**Selected excerpt**
PTRACK incremental backups

Annotation

Using this patch, PostgreSQL can track page changes on the fly. Each time a relation page is updated, this page is marked in a special PTRACK bitmap for this relation. As one page requires just one bit in the PTRACK fork, such bitmaps are quite small. Tracking implies some minor overhead on the database server operation but speeds up incremental backups significantly. Another advantage of PTRACK is that it provides page-level granularity for incremental backups.

Incremental Backup Algorithms. Overview.

Incremental backups only store the data that has changed since the previous backup. It allows to decrease the backup size and speed up backup operations. There are several ways to implement them in PostgreSQL architecture:

1. Use file modification time as a marker that the file has changed.

Pros: This approach is easy to implement and it works quite fast.
Cons: It is unsafe to rely on system clock and filesystem timestamps. Only file-level granularity.

2. Compute file checksums and compare them.

Pros: This approach seems safe and easy to implement.
Cons: We have to read all the files in the instance, so it won't speed up the backup that much. Only file-level granularity.

**Your task**
In the text about PTRACK incremental backups, turn the paragraph that opens with "Using this patch" into a short bulleted list that keeps its main facts. The records have nothing to do with the text about PTRACK incremental backups.

Data records:

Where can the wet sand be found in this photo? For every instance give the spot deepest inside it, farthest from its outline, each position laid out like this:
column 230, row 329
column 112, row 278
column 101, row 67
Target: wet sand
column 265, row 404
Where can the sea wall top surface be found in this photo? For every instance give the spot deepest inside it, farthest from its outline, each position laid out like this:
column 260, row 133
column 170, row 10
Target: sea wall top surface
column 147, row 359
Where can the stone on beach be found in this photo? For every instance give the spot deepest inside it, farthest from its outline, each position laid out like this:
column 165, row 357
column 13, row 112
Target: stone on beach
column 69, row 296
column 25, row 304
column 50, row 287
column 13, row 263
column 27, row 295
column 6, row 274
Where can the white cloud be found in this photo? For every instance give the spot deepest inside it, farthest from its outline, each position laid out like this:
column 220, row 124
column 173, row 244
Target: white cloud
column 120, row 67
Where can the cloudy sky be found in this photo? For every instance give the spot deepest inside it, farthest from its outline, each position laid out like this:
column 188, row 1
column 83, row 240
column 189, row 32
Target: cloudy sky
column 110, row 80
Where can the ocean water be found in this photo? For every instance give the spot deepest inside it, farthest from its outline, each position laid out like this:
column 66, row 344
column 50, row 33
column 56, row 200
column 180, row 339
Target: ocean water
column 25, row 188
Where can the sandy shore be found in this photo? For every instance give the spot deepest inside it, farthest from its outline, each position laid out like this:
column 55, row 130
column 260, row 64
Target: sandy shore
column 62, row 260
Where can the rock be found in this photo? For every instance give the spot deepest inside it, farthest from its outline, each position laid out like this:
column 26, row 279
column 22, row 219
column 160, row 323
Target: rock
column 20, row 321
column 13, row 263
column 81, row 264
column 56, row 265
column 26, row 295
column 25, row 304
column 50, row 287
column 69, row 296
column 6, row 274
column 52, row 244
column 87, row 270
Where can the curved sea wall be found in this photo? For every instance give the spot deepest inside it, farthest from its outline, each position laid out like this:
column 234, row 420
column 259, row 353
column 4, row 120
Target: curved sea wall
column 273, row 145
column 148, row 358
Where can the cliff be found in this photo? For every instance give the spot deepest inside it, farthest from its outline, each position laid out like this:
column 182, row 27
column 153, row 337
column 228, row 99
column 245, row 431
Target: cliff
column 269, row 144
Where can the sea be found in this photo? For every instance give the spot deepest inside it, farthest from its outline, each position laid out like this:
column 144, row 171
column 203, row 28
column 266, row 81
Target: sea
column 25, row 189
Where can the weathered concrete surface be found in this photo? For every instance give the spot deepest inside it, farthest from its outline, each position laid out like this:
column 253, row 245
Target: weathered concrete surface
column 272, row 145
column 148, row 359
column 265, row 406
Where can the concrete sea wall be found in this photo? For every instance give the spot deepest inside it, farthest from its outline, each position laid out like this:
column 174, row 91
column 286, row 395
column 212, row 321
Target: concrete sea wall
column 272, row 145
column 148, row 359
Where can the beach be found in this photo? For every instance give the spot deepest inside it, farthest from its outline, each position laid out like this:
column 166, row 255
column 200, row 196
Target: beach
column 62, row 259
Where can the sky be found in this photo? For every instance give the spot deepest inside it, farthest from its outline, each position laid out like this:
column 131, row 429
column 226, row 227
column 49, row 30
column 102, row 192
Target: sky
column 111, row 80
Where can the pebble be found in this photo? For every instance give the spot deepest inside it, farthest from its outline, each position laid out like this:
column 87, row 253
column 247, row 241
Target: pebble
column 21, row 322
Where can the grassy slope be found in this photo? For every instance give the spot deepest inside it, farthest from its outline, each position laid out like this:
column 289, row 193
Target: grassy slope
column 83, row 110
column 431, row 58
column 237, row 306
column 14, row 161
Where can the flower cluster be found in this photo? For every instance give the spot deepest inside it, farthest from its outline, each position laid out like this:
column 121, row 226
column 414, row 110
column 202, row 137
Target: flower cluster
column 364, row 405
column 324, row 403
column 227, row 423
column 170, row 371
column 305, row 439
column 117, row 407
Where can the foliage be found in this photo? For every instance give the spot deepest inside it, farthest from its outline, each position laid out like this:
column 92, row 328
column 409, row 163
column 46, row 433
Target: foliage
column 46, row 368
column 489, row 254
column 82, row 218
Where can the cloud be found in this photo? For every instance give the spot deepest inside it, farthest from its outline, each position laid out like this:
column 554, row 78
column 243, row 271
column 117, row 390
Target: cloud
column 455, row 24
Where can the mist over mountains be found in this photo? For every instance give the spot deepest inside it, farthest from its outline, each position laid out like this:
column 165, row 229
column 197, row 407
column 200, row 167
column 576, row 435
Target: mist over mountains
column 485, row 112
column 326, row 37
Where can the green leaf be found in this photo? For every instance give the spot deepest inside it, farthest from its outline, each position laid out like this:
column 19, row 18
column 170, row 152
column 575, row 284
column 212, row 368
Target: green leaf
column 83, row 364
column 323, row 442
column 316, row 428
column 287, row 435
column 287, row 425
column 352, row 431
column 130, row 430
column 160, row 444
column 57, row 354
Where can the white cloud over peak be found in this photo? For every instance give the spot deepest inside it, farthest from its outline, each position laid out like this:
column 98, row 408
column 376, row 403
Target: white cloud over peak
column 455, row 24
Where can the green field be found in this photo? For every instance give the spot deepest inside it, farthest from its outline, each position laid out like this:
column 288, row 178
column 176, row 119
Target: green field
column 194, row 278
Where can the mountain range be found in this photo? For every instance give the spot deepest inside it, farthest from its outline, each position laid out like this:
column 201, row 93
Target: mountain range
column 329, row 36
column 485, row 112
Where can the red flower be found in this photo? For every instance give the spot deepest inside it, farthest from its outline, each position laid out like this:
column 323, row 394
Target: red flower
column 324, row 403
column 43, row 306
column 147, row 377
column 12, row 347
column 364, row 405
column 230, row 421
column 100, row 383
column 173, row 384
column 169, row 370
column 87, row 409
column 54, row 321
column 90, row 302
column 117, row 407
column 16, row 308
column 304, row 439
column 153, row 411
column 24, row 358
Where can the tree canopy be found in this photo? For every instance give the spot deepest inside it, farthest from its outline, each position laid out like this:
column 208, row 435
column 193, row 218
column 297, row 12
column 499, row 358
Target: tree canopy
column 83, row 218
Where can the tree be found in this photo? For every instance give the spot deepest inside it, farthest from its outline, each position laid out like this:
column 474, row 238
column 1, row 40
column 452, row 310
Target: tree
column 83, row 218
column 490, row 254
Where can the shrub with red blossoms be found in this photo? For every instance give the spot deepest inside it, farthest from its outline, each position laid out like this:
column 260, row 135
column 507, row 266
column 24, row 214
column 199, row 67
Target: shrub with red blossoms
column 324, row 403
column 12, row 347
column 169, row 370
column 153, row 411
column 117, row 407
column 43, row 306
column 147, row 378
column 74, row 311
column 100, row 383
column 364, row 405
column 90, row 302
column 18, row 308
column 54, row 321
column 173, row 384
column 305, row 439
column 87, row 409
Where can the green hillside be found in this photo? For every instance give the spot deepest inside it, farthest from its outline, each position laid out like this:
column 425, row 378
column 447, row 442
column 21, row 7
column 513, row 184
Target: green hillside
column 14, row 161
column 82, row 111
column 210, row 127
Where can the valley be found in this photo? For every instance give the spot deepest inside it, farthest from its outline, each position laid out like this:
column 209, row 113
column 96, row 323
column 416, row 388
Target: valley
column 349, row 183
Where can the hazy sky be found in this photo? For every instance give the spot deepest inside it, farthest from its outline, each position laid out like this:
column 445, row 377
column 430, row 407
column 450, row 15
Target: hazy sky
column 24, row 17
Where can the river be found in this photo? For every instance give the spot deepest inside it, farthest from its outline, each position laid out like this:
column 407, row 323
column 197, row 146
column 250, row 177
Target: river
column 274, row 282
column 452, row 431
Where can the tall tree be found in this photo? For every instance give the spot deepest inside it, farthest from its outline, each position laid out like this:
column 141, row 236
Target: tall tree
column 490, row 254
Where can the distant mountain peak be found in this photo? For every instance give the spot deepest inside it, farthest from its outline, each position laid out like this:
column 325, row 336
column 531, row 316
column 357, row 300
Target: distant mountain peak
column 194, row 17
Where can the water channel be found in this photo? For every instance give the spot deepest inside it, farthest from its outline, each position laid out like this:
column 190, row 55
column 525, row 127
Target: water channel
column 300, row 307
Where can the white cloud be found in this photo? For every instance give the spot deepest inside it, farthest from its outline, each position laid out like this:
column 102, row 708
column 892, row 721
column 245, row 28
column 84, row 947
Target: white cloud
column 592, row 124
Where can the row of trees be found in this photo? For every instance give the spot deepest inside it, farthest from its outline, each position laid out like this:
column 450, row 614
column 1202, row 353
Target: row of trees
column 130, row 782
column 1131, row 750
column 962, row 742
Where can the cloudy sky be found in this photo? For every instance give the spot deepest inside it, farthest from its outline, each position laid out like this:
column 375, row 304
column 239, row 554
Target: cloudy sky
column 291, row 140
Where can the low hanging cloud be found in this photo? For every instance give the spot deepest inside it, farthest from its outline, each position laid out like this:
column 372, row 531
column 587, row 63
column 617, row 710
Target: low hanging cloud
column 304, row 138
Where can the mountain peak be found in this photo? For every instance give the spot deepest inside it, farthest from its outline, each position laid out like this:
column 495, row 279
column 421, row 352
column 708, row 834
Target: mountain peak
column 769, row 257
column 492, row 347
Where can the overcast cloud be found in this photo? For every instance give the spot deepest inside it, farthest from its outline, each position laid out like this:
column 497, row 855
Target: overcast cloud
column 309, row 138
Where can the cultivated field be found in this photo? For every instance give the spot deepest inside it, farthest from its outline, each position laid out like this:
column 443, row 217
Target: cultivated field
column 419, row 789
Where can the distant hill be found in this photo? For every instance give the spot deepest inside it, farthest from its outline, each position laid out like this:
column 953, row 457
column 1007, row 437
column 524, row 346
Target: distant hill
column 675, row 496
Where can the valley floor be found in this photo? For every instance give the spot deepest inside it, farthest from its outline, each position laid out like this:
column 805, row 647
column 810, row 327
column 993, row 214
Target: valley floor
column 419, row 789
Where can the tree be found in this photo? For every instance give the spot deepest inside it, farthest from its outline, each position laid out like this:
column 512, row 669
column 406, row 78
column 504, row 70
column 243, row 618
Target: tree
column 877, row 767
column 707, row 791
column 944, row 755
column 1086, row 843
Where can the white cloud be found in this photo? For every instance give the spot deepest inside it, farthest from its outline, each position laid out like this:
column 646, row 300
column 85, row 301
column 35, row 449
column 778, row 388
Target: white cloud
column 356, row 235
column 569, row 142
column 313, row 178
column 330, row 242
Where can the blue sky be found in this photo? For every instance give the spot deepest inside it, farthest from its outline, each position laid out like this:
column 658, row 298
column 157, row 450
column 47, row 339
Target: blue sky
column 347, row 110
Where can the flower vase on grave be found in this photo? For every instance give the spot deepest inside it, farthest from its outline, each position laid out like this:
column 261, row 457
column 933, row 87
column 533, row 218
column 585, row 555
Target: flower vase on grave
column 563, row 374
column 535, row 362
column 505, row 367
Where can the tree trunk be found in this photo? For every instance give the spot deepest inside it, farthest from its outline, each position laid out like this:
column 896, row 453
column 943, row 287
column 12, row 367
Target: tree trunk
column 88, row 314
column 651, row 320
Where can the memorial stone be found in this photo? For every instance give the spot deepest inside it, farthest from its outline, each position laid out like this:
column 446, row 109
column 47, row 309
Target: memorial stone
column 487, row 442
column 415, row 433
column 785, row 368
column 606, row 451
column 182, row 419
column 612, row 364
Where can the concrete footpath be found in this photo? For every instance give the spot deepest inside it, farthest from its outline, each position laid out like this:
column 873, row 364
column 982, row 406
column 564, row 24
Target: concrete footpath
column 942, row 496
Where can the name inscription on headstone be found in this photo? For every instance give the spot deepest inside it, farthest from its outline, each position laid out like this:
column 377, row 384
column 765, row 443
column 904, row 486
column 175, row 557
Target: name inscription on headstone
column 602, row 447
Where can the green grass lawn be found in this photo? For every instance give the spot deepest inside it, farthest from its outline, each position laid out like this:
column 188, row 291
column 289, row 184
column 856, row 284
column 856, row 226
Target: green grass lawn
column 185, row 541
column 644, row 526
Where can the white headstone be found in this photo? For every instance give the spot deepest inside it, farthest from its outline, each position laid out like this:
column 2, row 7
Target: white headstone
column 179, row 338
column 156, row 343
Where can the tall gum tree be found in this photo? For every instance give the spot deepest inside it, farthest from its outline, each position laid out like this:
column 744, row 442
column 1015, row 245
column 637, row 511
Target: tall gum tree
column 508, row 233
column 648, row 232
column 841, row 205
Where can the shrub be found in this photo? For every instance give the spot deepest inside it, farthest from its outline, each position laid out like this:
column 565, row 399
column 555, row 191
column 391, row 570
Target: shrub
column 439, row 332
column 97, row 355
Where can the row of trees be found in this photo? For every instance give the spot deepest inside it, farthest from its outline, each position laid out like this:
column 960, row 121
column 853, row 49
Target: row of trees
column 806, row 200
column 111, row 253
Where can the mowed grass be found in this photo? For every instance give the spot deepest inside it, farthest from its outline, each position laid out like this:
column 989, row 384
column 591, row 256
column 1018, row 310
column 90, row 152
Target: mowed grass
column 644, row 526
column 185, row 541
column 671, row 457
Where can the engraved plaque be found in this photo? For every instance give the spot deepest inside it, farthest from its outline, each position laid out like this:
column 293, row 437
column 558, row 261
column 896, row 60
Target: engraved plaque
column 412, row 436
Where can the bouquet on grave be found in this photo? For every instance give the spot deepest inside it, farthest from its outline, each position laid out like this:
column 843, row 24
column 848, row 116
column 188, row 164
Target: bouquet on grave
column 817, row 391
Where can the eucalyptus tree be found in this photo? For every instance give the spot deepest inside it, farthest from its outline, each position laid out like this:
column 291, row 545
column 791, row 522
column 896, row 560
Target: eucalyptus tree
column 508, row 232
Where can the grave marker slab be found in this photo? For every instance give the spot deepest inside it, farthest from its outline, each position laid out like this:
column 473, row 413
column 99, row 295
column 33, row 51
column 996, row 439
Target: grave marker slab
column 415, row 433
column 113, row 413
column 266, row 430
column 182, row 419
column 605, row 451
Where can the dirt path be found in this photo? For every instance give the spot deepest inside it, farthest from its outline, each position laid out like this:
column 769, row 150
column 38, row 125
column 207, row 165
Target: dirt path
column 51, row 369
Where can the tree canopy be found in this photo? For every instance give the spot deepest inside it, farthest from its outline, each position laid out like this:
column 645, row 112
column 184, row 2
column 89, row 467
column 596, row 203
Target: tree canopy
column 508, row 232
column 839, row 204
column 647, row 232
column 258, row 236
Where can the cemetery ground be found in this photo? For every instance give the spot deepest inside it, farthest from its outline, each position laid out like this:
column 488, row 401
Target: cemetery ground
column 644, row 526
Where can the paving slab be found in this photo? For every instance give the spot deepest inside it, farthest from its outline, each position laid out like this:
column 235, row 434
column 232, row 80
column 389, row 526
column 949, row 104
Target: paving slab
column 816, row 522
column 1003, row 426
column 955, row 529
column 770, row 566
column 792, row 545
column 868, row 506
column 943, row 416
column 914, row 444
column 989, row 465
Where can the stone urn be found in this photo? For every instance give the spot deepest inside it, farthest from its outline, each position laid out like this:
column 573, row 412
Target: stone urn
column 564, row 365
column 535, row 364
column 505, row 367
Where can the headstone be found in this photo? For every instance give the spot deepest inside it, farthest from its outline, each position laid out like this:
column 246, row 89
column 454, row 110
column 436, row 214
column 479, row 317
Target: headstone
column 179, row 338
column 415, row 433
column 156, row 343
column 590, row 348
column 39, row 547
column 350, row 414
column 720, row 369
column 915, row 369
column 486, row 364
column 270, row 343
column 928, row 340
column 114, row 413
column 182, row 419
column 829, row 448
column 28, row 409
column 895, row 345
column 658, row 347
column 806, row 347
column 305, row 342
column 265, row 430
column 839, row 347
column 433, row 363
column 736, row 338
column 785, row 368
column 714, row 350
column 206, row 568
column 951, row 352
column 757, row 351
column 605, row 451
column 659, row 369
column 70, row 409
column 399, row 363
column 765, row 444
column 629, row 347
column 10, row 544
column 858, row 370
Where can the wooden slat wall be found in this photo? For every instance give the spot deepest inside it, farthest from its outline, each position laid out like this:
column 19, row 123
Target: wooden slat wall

**Solution to this task**
- With this patch, PostgreSQL tracks page changes as they happen.
- Each updated relation page is marked in that relation's PTRACK bitmap.
- Each page takes only one bit in the PTRACK fork, so the bitmaps are small.
- Tracking adds minor overhead to the database server but makes incremental backups much faster.
- PTRACK gives incremental backups page-level granularity.